_TEXTE SOURCE:_
= = = =
Mystère de la création ! Quelle merveilleuse alchimie aboutit à la production d’un chef-d’œuvre : pure inspiration...ou travail acharné ? La vérité se trouve bien sûr entre les deux et varie selon les compositeurs. Quelques témoignages :

Jean-Philippe Rameau

« Je cherche à cacher l’art par l’art même. »

« Quand nous composons de la musique, ce n’est pas le temps de rappeler des règles qui pourraient tenir notre génie en esclavage... la force de ce génie, qui plie, maîtrise et modifie à son gré. »

Johann Sebastian Bach

« J’ai dû beaucoup m’appliquer ; quiconque s’appliquera de la même façon arrivera au même résultat. »

(extr. de Music Quotations)
= = = =
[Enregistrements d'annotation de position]

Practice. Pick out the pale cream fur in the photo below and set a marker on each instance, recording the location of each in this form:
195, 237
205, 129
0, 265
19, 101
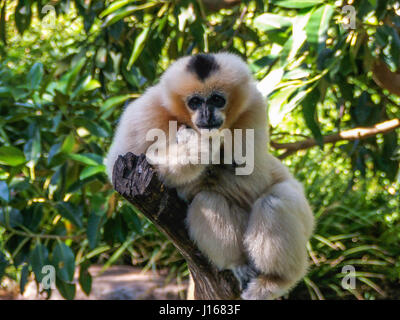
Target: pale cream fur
263, 218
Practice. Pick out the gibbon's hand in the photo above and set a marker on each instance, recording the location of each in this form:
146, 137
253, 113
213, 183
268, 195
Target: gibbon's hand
245, 273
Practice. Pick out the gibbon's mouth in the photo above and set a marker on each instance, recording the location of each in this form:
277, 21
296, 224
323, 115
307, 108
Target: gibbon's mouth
209, 126
213, 124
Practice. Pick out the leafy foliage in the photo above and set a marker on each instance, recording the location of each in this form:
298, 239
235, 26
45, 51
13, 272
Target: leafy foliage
68, 67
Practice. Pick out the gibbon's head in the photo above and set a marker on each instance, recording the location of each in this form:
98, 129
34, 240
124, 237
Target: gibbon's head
207, 91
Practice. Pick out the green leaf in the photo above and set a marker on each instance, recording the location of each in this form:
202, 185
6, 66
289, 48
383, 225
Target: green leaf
278, 105
94, 128
310, 115
68, 143
33, 148
131, 219
64, 262
138, 47
318, 25
4, 192
3, 265
38, 259
67, 290
70, 212
114, 6
124, 12
296, 4
35, 76
11, 156
91, 171
269, 21
3, 30
67, 81
23, 278
113, 102
85, 279
91, 159
23, 15
85, 85
93, 229
10, 217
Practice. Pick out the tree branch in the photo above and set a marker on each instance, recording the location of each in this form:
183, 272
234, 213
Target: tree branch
137, 182
352, 134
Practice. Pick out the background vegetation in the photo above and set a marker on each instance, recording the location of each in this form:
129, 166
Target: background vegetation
67, 69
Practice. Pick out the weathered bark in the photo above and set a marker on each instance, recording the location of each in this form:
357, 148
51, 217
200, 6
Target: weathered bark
350, 135
137, 182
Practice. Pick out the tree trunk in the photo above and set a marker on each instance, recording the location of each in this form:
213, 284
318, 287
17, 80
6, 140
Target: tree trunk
137, 182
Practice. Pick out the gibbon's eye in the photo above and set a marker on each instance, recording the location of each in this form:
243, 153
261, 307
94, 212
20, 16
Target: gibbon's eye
216, 100
195, 102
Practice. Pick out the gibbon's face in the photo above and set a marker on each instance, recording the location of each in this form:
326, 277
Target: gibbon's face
207, 91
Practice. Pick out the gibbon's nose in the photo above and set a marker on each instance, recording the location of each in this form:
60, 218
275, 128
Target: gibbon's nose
206, 119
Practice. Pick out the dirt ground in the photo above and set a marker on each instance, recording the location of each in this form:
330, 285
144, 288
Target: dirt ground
117, 283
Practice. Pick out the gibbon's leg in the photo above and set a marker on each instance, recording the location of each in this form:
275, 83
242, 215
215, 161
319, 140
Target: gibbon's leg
217, 229
280, 225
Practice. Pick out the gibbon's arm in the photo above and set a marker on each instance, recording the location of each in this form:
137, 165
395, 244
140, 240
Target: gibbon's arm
141, 116
280, 224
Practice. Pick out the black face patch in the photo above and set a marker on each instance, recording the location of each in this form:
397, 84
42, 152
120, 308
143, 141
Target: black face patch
202, 65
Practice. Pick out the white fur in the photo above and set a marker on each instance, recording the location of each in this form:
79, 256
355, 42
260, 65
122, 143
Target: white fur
262, 219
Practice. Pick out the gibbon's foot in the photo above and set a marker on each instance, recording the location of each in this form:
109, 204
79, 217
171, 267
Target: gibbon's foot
262, 288
244, 273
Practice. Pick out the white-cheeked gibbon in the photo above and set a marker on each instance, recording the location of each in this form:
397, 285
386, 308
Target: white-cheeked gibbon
256, 224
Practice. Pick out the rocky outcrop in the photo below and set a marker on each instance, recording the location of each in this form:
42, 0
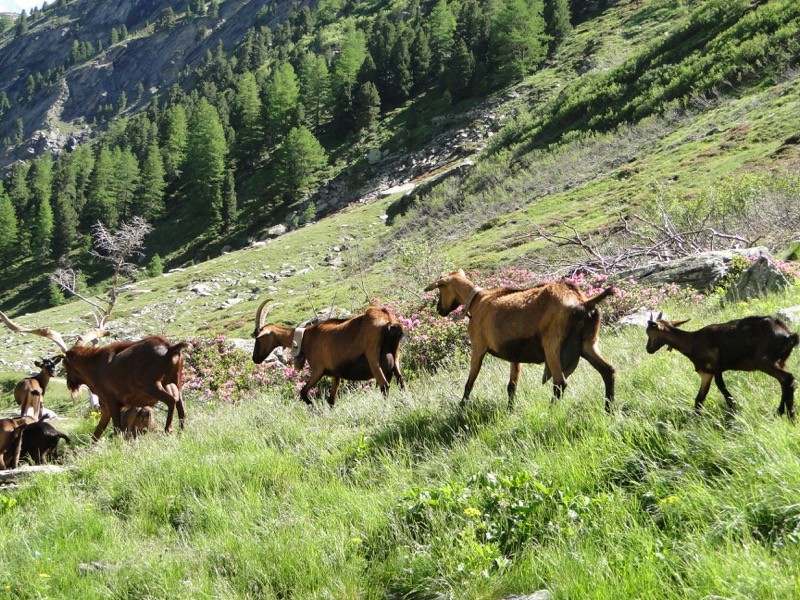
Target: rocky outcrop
702, 272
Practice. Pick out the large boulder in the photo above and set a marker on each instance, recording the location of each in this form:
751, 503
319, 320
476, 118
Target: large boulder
701, 271
758, 279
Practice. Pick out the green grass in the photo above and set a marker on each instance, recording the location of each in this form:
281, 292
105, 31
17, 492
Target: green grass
371, 499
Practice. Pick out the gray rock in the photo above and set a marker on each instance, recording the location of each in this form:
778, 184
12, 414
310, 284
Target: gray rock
790, 314
540, 595
637, 318
274, 231
701, 271
757, 280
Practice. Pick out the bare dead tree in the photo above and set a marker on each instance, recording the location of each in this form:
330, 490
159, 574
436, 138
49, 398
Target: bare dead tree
631, 242
115, 248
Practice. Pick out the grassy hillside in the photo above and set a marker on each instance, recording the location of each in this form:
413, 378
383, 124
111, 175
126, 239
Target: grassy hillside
413, 497
410, 496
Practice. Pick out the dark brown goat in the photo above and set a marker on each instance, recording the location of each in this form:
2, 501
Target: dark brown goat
358, 349
552, 323
11, 440
749, 344
40, 441
29, 393
137, 420
140, 373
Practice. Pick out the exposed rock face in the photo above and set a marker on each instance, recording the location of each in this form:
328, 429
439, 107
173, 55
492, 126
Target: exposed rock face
702, 271
757, 280
153, 58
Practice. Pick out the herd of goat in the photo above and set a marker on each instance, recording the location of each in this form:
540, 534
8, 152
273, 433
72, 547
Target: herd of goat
552, 323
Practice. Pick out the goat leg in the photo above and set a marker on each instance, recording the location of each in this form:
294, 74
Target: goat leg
724, 390
705, 385
513, 378
335, 381
474, 368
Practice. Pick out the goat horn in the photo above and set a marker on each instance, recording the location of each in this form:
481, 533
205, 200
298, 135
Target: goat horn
261, 314
46, 332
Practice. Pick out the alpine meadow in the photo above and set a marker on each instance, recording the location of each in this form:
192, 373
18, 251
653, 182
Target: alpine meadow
294, 297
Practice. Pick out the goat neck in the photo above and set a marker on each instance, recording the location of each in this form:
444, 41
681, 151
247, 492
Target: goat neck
677, 339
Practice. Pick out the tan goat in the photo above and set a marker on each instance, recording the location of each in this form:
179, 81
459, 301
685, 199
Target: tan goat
552, 323
357, 349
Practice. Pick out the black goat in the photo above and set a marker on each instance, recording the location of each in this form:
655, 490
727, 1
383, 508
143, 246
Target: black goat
749, 344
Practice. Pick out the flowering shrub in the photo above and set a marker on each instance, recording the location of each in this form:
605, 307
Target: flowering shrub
214, 371
431, 339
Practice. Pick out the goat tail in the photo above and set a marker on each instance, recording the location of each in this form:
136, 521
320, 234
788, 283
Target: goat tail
175, 351
592, 302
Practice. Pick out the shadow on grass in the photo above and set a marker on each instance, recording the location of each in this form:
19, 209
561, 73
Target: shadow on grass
419, 432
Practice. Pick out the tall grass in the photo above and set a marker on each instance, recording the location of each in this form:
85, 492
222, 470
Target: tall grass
411, 496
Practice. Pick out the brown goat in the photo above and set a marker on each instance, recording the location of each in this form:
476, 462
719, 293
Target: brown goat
358, 349
137, 374
11, 440
551, 323
137, 420
749, 344
29, 393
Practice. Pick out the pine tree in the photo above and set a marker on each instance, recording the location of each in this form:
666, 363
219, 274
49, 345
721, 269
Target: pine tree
247, 121
366, 107
64, 201
519, 38
100, 203
8, 227
442, 26
302, 157
459, 71
281, 100
40, 181
205, 162
176, 134
400, 78
126, 181
150, 198
229, 209
315, 87
420, 59
558, 18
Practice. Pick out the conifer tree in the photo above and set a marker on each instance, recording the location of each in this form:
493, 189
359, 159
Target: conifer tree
442, 26
8, 227
100, 202
64, 201
315, 87
229, 208
247, 121
519, 38
281, 100
150, 198
301, 159
176, 134
126, 181
205, 162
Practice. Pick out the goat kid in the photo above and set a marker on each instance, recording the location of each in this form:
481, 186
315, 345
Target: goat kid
11, 440
137, 420
29, 393
138, 374
551, 323
40, 442
749, 344
357, 349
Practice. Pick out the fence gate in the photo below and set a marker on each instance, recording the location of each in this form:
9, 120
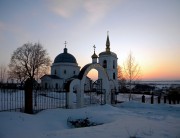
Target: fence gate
11, 99
14, 99
95, 94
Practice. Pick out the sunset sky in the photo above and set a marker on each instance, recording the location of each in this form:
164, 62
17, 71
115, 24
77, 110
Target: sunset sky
150, 29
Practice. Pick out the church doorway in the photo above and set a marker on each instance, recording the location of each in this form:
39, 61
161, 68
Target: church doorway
93, 89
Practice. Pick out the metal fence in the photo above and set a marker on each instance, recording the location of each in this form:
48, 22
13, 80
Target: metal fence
14, 99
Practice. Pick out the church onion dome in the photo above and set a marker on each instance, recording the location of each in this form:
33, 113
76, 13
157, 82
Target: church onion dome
65, 58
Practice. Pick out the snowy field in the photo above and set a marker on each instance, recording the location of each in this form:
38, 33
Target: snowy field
125, 120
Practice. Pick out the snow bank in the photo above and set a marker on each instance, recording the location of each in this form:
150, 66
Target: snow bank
124, 120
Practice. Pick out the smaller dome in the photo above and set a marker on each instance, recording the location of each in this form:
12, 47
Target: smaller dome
65, 58
94, 55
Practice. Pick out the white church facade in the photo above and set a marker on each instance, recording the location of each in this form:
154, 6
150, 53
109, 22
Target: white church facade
67, 75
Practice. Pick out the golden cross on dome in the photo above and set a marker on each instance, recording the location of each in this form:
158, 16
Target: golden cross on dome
65, 43
94, 47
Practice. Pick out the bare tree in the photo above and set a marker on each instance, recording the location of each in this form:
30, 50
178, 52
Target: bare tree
132, 71
3, 74
28, 61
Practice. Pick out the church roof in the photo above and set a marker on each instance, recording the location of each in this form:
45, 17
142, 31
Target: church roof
108, 53
65, 58
51, 76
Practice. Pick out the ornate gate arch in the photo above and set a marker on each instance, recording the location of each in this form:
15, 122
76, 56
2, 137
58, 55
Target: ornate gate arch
80, 82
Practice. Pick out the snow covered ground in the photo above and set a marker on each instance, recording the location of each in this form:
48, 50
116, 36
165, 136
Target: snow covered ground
125, 120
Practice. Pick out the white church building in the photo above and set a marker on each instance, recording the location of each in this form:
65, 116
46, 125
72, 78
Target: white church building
67, 75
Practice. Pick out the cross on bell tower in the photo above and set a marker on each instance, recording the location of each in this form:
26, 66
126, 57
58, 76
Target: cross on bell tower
94, 56
65, 49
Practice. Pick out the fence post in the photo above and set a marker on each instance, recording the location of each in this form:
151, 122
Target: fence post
28, 96
164, 99
169, 98
143, 99
159, 99
152, 98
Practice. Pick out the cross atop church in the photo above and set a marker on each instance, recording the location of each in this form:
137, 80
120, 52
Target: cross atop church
65, 43
94, 47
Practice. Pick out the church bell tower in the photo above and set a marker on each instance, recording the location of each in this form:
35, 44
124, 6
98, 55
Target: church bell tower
108, 60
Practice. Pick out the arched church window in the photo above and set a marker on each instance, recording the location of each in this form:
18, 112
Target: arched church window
56, 86
45, 85
113, 64
114, 76
105, 64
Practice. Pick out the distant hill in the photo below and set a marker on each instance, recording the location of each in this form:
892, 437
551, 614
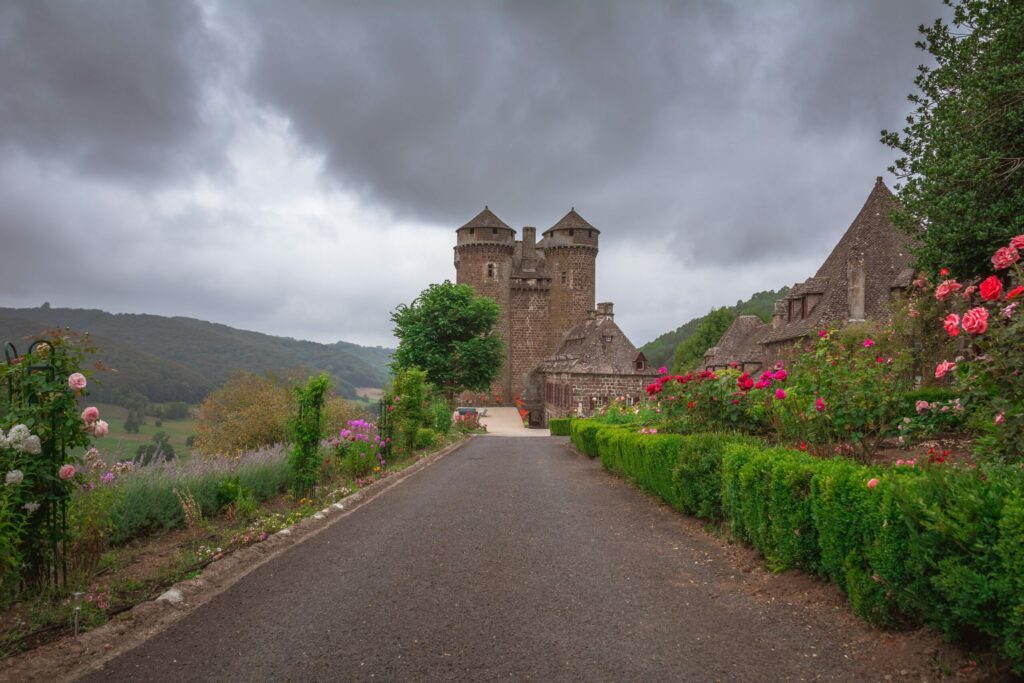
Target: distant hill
= = = =
_CONSIGNE:_
Répondez aux questions suivantes à partir du texte sur la création musicale :
1. D'après l'introduction, où se trouve la vérité entre pure inspiration et travail acharné ?
2. Dans sa première citation, que cherche à cacher Rameau, et par quel moyen ?
3. Selon sa citation, qu'a dû faire Bach ?

_RÉPONSE COMPLÈTE:_
1. Entre les deux, et elle varie selon les compositeurs.
2. Il cherche à cacher l'art par l'art même.
3. Il a dû beaucoup s'appliquer.